EXCERPTED TEXT:

Hey everyone! This is going to a be a quick post covering something I’ve encountered a number of times and seen other developers struggle with: JSON encoding custom data structures in Python.

Suppose you have some custom data type you’re working with:

class MyCustomDataType(object):
    def __init__(self, foo):
        self.foo = foo

Also suppose that at some point in your program, you need to serialize this data (i.e., using json.dump or json.dumps). If you try it, you’ll probably get an error like TypeError: Object of type MyCustomDataType is not JSON serializable. This is because the json package doesn’t know how to serialize this type.

This is a pretty easy fix: we can tell the json module how to serialize our type by giving our serializing function a custom encoder. The encoder should do the following:

  • Inherit from json.JSONEncoder.
  • Override the default method in a way that let’s unknown types flow through (to preserve default behavior).

GIVEN MATERIAL:
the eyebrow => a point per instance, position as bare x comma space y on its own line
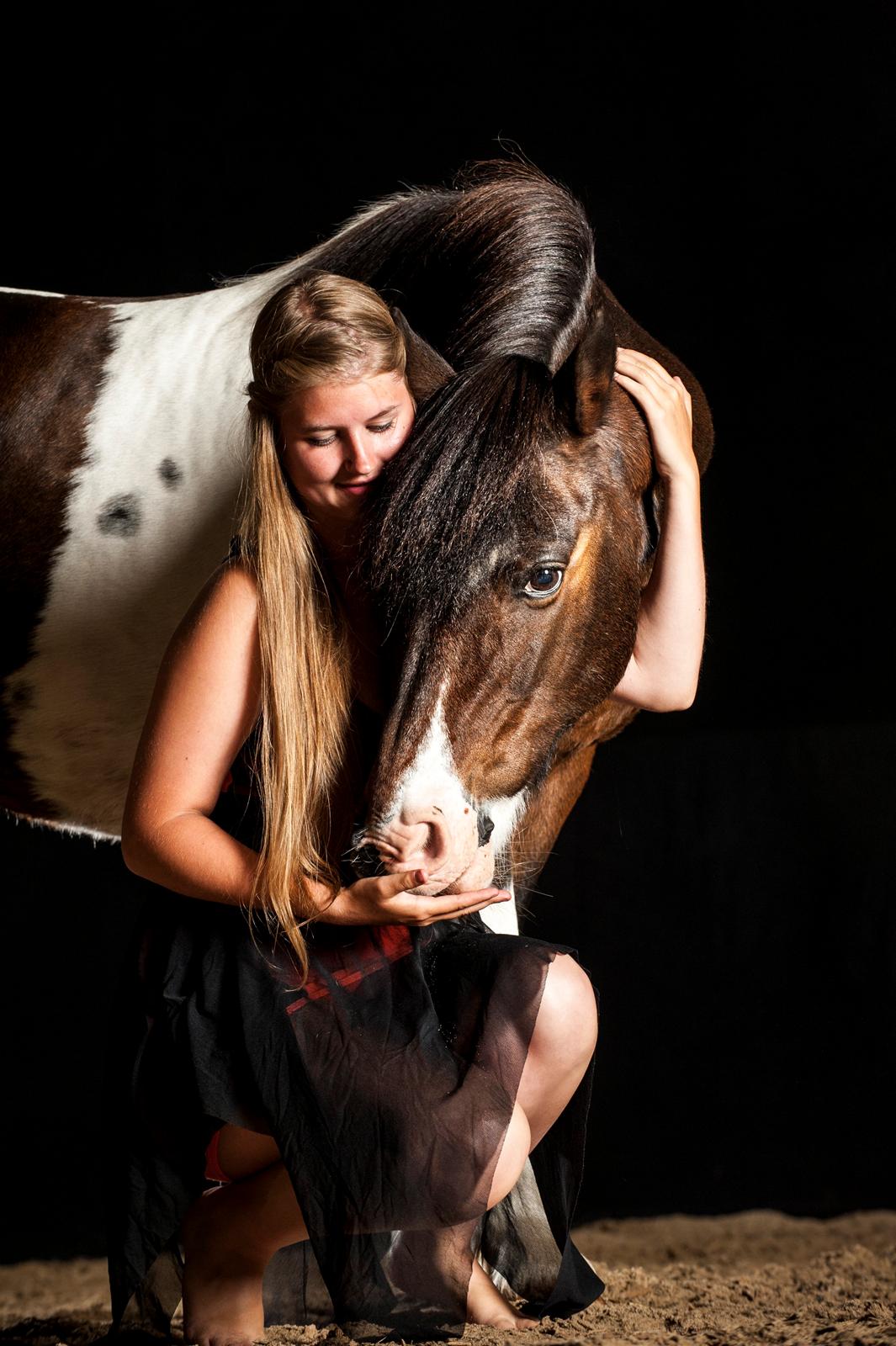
307, 430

GOAL:
Resume the post on JSON-encoding custom Python data types, picking up right after its last sentence, and leave the material aside.

ANSWER BELOW:
One implementation might look like this:

class CustomEncoder(json.JSONEncoder):
    """Custom encoder for handling MyCustomDataType objects."""
    def default(self, o):
        if isinstance(o, MyCustomDataType):
            data = o.to_dict()
            data["__my_custom_data_type__"] = True
            return data
        return super().default(o)

We’ll need to update our class to implement the to_dict method (or whatever you want to name your serialization method). Now when we’re serializing, we just need to set the cls field to CustomEncoder. This is also nice because we can easily and additional serialization functionality to our CustomEncoder if we want to; you can just add another type “handler” before returning super().default(o). Here’s an example of how you’d serialize this now:

class MyCustomDataType(object):
    def __init__(self, foo):
        self.foo = foo

    def to_dict(self):
        return {"foo": self.foo}

def main():
    mcd = MyCustomDataType(123)
    json.dumps(mcd, cls=CustomEncoder)

Ok, easy enough. The marginally trickier thing is deserializing our custom type. When json is parsing some data, how will it know that some arbitrary object should deserialize as one of our MyCustomDataType instances? How do we even know?? The answer is that dunder field we added before serializing: __my_custom_data_type__. This acts as a flag to our parser that basically says “I am this special type, parse me accordingly”. In order to leverage that field, we just need to hook into the parser and look for it.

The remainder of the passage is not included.